*PROMPT*
All of the records below need to be copied exactly.

(Items from a labeling collection)
::::::::::
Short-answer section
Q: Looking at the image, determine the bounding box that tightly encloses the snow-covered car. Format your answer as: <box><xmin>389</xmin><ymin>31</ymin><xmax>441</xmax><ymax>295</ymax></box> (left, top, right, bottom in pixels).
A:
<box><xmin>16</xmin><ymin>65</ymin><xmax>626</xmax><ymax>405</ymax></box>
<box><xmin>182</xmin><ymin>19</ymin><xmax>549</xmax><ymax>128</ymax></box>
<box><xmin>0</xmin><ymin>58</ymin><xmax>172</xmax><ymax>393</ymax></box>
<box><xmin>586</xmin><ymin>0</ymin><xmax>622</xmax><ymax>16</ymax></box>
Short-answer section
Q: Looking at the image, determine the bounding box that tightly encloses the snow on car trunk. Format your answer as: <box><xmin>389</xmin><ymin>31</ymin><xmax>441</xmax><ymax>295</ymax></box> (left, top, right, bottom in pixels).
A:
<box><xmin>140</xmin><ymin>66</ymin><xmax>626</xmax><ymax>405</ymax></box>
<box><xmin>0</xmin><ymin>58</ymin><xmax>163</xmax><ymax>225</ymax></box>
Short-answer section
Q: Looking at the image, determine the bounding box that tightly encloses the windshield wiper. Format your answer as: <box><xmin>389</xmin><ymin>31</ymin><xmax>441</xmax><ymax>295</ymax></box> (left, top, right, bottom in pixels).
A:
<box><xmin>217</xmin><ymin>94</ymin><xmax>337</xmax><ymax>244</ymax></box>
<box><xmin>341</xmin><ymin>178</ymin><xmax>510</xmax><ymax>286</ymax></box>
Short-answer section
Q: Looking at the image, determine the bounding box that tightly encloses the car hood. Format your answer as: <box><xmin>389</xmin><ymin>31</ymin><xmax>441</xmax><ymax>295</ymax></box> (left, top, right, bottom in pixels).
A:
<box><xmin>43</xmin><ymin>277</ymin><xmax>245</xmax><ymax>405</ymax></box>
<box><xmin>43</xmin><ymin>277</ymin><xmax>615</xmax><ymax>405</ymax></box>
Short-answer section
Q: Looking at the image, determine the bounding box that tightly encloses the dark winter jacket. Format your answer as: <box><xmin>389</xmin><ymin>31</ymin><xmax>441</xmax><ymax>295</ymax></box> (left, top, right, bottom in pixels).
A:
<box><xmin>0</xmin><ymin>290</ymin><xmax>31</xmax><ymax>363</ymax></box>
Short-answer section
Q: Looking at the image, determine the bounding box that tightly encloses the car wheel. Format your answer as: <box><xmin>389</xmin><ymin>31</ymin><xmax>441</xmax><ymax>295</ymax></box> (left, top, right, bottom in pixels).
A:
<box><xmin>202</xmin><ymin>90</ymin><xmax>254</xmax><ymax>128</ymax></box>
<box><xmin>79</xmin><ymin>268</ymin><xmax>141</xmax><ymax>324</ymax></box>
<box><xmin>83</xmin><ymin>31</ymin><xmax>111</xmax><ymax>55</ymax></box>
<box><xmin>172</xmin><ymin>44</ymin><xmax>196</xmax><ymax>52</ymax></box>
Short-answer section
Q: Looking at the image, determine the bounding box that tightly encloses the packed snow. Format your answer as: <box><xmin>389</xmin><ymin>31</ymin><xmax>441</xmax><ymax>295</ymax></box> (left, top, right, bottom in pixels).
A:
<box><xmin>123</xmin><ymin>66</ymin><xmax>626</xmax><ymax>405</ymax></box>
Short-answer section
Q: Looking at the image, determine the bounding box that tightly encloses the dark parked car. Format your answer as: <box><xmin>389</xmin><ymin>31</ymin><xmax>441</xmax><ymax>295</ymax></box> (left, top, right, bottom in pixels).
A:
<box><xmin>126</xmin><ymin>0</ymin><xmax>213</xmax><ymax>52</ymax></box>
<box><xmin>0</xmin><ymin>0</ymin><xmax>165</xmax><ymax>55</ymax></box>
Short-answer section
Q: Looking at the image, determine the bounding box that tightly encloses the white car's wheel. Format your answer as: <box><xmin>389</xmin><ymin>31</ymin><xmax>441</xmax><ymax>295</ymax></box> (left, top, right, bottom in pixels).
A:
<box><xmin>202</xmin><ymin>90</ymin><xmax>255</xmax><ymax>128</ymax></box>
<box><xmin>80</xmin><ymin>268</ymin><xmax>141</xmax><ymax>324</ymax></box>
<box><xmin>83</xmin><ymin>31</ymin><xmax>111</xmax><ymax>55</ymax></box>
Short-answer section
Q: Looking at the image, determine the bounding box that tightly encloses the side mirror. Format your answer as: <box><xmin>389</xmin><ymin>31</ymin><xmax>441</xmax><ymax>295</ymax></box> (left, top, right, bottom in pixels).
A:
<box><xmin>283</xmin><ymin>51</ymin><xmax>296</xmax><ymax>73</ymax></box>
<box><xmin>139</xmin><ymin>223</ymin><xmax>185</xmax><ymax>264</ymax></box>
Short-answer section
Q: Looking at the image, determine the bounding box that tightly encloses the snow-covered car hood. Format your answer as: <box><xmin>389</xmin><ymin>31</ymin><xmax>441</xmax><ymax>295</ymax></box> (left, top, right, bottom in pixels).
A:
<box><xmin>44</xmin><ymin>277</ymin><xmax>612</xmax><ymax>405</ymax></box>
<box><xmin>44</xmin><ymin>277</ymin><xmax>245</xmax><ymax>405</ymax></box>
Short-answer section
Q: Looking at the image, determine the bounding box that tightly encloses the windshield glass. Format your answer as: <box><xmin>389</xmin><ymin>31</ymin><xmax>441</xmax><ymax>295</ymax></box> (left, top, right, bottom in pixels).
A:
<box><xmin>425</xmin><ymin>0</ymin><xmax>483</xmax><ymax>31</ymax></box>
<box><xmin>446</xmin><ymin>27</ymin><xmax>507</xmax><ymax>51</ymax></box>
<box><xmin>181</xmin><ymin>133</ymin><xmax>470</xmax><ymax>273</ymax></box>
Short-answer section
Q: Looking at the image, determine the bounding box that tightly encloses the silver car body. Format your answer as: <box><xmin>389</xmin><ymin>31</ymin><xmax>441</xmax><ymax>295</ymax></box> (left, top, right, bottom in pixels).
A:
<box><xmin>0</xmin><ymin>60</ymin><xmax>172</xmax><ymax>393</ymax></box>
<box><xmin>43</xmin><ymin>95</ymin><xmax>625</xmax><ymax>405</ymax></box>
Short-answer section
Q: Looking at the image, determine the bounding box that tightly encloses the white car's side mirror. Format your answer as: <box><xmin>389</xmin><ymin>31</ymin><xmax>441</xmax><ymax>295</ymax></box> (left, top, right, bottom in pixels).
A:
::::::::::
*ANSWER TO THE TASK*
Short-answer section
Q: Looking at the image, determine the bounding box that tightly encloses the snow-covered car. Format your answer as: <box><xmin>389</xmin><ymin>31</ymin><xmax>441</xmax><ymax>295</ymax></box> (left, top, right, bottom in pixels).
A:
<box><xmin>16</xmin><ymin>65</ymin><xmax>626</xmax><ymax>405</ymax></box>
<box><xmin>182</xmin><ymin>19</ymin><xmax>549</xmax><ymax>128</ymax></box>
<box><xmin>0</xmin><ymin>58</ymin><xmax>172</xmax><ymax>393</ymax></box>
<box><xmin>586</xmin><ymin>0</ymin><xmax>622</xmax><ymax>16</ymax></box>
Short-answer section
Q: Looking at the image, determine the bounding box that tightly encloses the snow on car trunk. Format your answer as: <box><xmin>389</xmin><ymin>31</ymin><xmax>441</xmax><ymax>295</ymax></box> (left, top, right, bottom in pixels).
A:
<box><xmin>140</xmin><ymin>66</ymin><xmax>626</xmax><ymax>405</ymax></box>
<box><xmin>0</xmin><ymin>58</ymin><xmax>163</xmax><ymax>225</ymax></box>
Short-answer section
Q: Looking at the image, determine the bounding box that tightly encloses the windshield wiper. Format your answer as: <box><xmin>389</xmin><ymin>31</ymin><xmax>441</xmax><ymax>295</ymax></box> (left, top, right, bottom in pixels).
A:
<box><xmin>217</xmin><ymin>94</ymin><xmax>337</xmax><ymax>244</ymax></box>
<box><xmin>341</xmin><ymin>178</ymin><xmax>510</xmax><ymax>286</ymax></box>
Short-answer section
Q: Looking at the image, determine the bounding box that tightly encloses the car hood. Format your answer as: <box><xmin>389</xmin><ymin>31</ymin><xmax>441</xmax><ymax>295</ymax></box> (left, top, right, bottom in pixels).
A:
<box><xmin>43</xmin><ymin>277</ymin><xmax>245</xmax><ymax>405</ymax></box>
<box><xmin>43</xmin><ymin>277</ymin><xmax>615</xmax><ymax>405</ymax></box>
Short-answer section
Q: Looking at the image, determine the bounding box that tightly encloses the dark winter jacket. Format your answer as: <box><xmin>389</xmin><ymin>31</ymin><xmax>441</xmax><ymax>295</ymax></box> (left, top, right, bottom in pixels).
A:
<box><xmin>0</xmin><ymin>290</ymin><xmax>31</xmax><ymax>363</ymax></box>
Short-answer section
Q: Looking at the image, determine the bounding box that tightly encloses the car wheel. Format your answer as: <box><xmin>389</xmin><ymin>31</ymin><xmax>441</xmax><ymax>295</ymax></box> (left, top, right, bottom in pixels).
A:
<box><xmin>202</xmin><ymin>90</ymin><xmax>254</xmax><ymax>128</ymax></box>
<box><xmin>79</xmin><ymin>268</ymin><xmax>141</xmax><ymax>324</ymax></box>
<box><xmin>83</xmin><ymin>31</ymin><xmax>111</xmax><ymax>55</ymax></box>
<box><xmin>172</xmin><ymin>44</ymin><xmax>196</xmax><ymax>52</ymax></box>
Short-answer section
Q: Looking at the image, determine the bounding box that tightly encloses the packed snow. Format your answer as: <box><xmin>389</xmin><ymin>31</ymin><xmax>441</xmax><ymax>295</ymax></box> (left, top, right, bottom in pixels).
A:
<box><xmin>123</xmin><ymin>66</ymin><xmax>626</xmax><ymax>405</ymax></box>
Short-answer section
Q: Looking at the image, determine the bounding box that tightly encloses the dark parked car. Format your answer as: <box><xmin>389</xmin><ymin>31</ymin><xmax>441</xmax><ymax>295</ymax></box> (left, top, right, bottom in pixels).
A:
<box><xmin>126</xmin><ymin>0</ymin><xmax>213</xmax><ymax>52</ymax></box>
<box><xmin>0</xmin><ymin>0</ymin><xmax>165</xmax><ymax>55</ymax></box>
Short-answer section
Q: Looking at the image, determine the bounding box that tightly encloses the white car's wheel. Format your answer as: <box><xmin>389</xmin><ymin>31</ymin><xmax>441</xmax><ymax>295</ymax></box> (left, top, right, bottom in pixels).
A:
<box><xmin>202</xmin><ymin>90</ymin><xmax>255</xmax><ymax>128</ymax></box>
<box><xmin>80</xmin><ymin>268</ymin><xmax>141</xmax><ymax>324</ymax></box>
<box><xmin>83</xmin><ymin>31</ymin><xmax>111</xmax><ymax>55</ymax></box>
Short-answer section
Q: Looking at the image, determine the bounding box that tightly encloses the side mirror. Format your answer as: <box><xmin>389</xmin><ymin>31</ymin><xmax>441</xmax><ymax>295</ymax></box> (left, top, right, bottom in pixels).
A:
<box><xmin>283</xmin><ymin>51</ymin><xmax>296</xmax><ymax>73</ymax></box>
<box><xmin>139</xmin><ymin>223</ymin><xmax>185</xmax><ymax>264</ymax></box>
Short-answer section
Q: Looking at the image, determine the bounding box that tightly encloses the snow-covered car hood. Format your answer as: <box><xmin>389</xmin><ymin>31</ymin><xmax>441</xmax><ymax>295</ymax></box> (left, top, right, bottom in pixels).
A:
<box><xmin>44</xmin><ymin>277</ymin><xmax>612</xmax><ymax>405</ymax></box>
<box><xmin>44</xmin><ymin>277</ymin><xmax>245</xmax><ymax>405</ymax></box>
Short-answer section
Q: Looking at the image, determine the bounding box that tightly encloses the windshield glass. Format your answer as: <box><xmin>389</xmin><ymin>31</ymin><xmax>441</xmax><ymax>295</ymax></box> (left, top, right, bottom in pixels).
A:
<box><xmin>425</xmin><ymin>0</ymin><xmax>483</xmax><ymax>31</ymax></box>
<box><xmin>446</xmin><ymin>27</ymin><xmax>507</xmax><ymax>51</ymax></box>
<box><xmin>181</xmin><ymin>133</ymin><xmax>470</xmax><ymax>273</ymax></box>
Short-answer section
Q: Looking at the image, determine the bounding box that tightly encloses the silver car body. Format your answer as: <box><xmin>389</xmin><ymin>31</ymin><xmax>441</xmax><ymax>295</ymax></box> (left, top, right, bottom in pixels).
A:
<box><xmin>0</xmin><ymin>60</ymin><xmax>172</xmax><ymax>393</ymax></box>
<box><xmin>43</xmin><ymin>95</ymin><xmax>625</xmax><ymax>405</ymax></box>
Short-answer section
Q: Looking at the image, determine the bounding box that tightly encloses the white car's side mirror. Format your answer as: <box><xmin>389</xmin><ymin>31</ymin><xmax>441</xmax><ymax>295</ymax></box> (left, top, right, bottom in pixels).
A:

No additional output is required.